Records:
______________________________

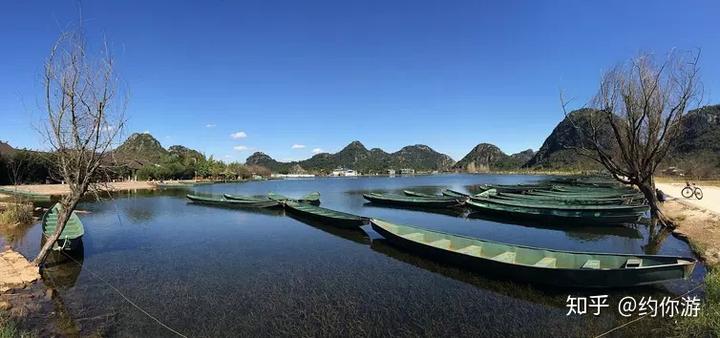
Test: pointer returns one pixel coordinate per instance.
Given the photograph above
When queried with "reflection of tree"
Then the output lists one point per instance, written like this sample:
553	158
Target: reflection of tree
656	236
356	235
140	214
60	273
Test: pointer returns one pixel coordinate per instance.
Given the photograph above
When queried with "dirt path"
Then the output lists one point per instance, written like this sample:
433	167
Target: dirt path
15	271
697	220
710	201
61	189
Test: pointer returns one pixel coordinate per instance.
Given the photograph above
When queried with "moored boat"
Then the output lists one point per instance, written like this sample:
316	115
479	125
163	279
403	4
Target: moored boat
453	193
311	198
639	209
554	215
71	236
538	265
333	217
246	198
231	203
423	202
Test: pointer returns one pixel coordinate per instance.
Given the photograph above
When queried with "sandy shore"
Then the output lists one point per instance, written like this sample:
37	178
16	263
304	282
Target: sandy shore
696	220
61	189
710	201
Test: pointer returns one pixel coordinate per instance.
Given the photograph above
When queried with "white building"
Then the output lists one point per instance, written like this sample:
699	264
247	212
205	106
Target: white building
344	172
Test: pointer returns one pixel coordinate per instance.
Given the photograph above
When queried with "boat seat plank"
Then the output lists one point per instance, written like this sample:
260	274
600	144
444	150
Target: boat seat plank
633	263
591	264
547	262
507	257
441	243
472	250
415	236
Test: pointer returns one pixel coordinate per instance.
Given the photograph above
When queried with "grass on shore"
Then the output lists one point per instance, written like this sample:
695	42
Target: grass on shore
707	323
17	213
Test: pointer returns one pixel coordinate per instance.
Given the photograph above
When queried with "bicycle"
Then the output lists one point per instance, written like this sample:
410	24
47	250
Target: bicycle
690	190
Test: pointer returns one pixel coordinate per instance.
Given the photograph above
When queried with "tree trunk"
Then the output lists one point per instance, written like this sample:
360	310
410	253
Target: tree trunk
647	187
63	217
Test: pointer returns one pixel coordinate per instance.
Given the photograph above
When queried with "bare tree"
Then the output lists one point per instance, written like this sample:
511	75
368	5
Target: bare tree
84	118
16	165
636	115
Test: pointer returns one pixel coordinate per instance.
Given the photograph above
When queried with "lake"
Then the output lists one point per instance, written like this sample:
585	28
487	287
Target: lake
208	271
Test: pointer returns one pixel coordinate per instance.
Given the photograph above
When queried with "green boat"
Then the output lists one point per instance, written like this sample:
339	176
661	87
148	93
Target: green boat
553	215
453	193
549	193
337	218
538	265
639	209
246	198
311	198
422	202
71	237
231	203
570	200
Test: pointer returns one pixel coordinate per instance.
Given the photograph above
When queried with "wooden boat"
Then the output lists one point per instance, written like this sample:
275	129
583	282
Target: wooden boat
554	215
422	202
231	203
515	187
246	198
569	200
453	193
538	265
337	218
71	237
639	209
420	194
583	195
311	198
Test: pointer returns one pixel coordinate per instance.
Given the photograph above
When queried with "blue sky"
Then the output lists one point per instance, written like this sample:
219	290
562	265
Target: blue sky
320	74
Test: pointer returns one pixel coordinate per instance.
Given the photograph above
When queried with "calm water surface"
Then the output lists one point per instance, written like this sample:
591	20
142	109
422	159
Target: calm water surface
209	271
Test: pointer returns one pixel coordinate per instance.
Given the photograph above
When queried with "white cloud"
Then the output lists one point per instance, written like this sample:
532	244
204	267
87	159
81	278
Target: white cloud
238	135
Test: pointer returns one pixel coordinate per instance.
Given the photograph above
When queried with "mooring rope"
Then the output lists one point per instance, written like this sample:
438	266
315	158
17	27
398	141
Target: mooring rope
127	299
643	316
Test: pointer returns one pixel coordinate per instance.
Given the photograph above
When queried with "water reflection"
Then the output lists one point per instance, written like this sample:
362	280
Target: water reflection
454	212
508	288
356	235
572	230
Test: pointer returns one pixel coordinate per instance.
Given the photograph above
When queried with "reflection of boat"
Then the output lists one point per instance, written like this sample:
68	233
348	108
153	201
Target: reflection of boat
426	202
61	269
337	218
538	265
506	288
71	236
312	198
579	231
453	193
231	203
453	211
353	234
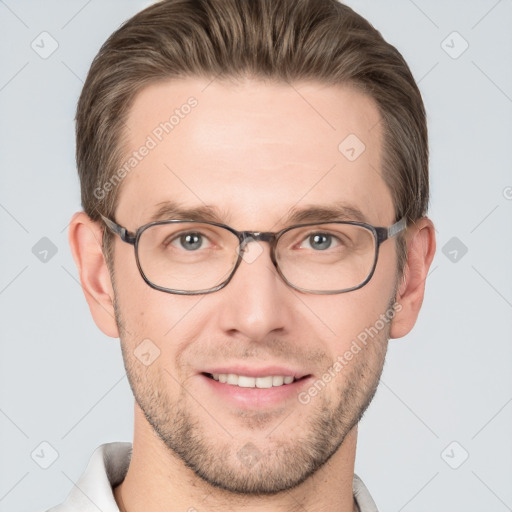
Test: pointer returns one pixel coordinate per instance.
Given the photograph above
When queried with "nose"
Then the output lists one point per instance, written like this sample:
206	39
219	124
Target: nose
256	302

______________________________

**The exercise:** From the records given above, reproduce all text exactly and exclude each picture.

**Solution to this task:**
Test: pointer returns one pixel coordinate per instance.
Given the photograph above
When queried with "reflection of tree"
Then the output lists one point per instance, written like this sample:
553	158
Target: reflection of tree
656	236
356	235
140	214
60	273
Test: pointer returns one pixel coordinate per instance.
Given the photograph above
When queried with "dirt path"
Then the output lists one point per instance, written like this sample:
433	167
Target: dirt path
15	271
697	220
710	201
61	189
Test: pointer returns one pixel coordinate per instance.
Given the photograph above
When queried with "moored boat"
Then the output lists one point per instance, written like this sample:
316	115
479	125
163	279
403	4
Target: moored boat
453	193
311	198
639	209
554	215
71	236
538	265
333	217
246	198
231	203
423	202
Test: pointer returns one pixel coordinate per instance.
Given the photograph above
When queried with "sandy shore"
Then the output lists one point per instance, written like this sample:
37	178
16	263
304	282
Target: sandy shore
696	220
61	189
710	201
Test: pointer returns one pixel coordinate per instance.
Given the photograph above
When queried with "white building"
Then the output lists one point per instance, written like this sample:
699	264
247	212
205	106
Target: white building
344	172
Test: pointer returns one pixel coordinate per instance.
Given the photograph above
When queried with "boat seat plank"
Then the output lists one point per instance, written like this sample:
260	274
600	144
444	150
Target: boat seat plank
633	263
591	264
547	262
507	257
441	243
472	250
415	236
Test: pointer returns one pixel coordinate per instance.
Given the photograph above
When queried with "grass on shore"
Then the output lists one point per instance, written like this sample:
695	42
Target: grass on shore
707	323
17	213
Test: pointer returns one pixel coordinate per instance.
Given the photograph above
When queried with "bicycle"
Then the output lists one point per instance, written like this sample:
410	24
47	250
Target: bicycle
690	190
Test: pointer returns one pixel coordinate per instance.
Given the photograph above
When queried with "tree trunk"
Then the output lists one point per instance, written like this sample:
360	310
410	253
Target: tree trunk
647	187
63	217
Test: pointer returns one pixel coordinate per instance.
Given the photograph above
When queried with "bare tree"
Then the output lists one point per instance, written like this sample:
511	75
368	5
Target: bare tree
84	118
16	165
636	115
Test: pointer returns one pixel coordinate per instance.
Given the photograph above
When queried with "lake"
Then the output lists one point per instance, written like this sample:
585	28
487	287
Target: lake
208	271
Test: pointer returns one pixel coordinate per instance.
Given the photograph above
When queried with "green boat"
Then the output lists one point per instance, written like this sample:
339	176
661	87
148	93
Target: green boat
553	215
453	193
549	193
337	218
538	265
639	209
246	198
311	198
422	202
71	237
231	203
570	200
Test: pointer returns one pixel coordinate per instance.
Given the photograph above
When queried with "wooden boat"
Then the output lists one point per instance, written like this sample:
275	129
583	282
Target: wooden boat
554	215
422	202
231	203
515	187
246	198
569	200
453	193
538	265
337	218
71	237
639	209
420	194
583	195
311	198
Test: pointer returns one pixel coordinate per instance.
Given the photograph above
When queried with "blue sky"
Then the output lists one point per instance, written like this sample:
219	290
562	265
Target: blue sky
320	74
Test: pointer returns one pixel coordinate per instance.
Given the photograph above
When queried with "calm water surface"
Then the output lists one point per instance, written like this sample:
591	20
142	109
422	159
Target: calm water surface
209	271
Test: pointer returns one pixel coordinate per instance.
Given the photograph above
When queried with "white cloud"
Then the output lists one point per instance, written like this sample:
532	244
204	267
87	159
81	278
Target: white cloud
238	135
Test: pointer returns one pixel coordinate per instance.
Given the photograph above
When queried with "mooring rope"
Then the output lists one point per instance, written like this sample:
438	266
315	158
17	27
398	141
Target: mooring rope
127	299
643	316
Test: pointer returns one pixel coordinate per instance.
Given the photograph above
When queried with "water reflection"
Then the output lists one point per instance, written like this sample:
362	280
Target: water reflection
454	212
508	288
356	235
572	230
Test: pointer returns one pixel coordinate per instance.
Given the photograph above
When queried with "reflection of boat"
Then the output lists one point per instance, written like this sample:
68	233
348	108
153	201
Target: reflection of boat
426	202
61	269
337	218
538	265
506	288
71	236
312	198
579	231
453	193
231	203
453	211
353	234
Test: pointer returns one pixel coordinate per instance.
Given the photograph above
When queried with "nose"
Then the output lists one point per instance, written like this sample:
206	39
219	124
Target: nose
256	302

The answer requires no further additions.